数据行
•••••
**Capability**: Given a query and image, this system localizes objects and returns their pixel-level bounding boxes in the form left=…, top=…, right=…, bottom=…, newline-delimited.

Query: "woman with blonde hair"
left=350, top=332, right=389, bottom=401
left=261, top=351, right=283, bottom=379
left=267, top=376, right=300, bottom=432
•••••
[任务说明]
将以上全部条目原样逐字复述一遍。

[完成结果]
**Capability**: Given a query and image, this system localizes objects and returns their pixel-level bounding boxes in the form left=…, top=…, right=…, bottom=…, newline-delimited.

Query: "woman with blonde hair"
left=350, top=332, right=389, bottom=401
left=261, top=351, right=283, bottom=379
left=267, top=376, right=300, bottom=432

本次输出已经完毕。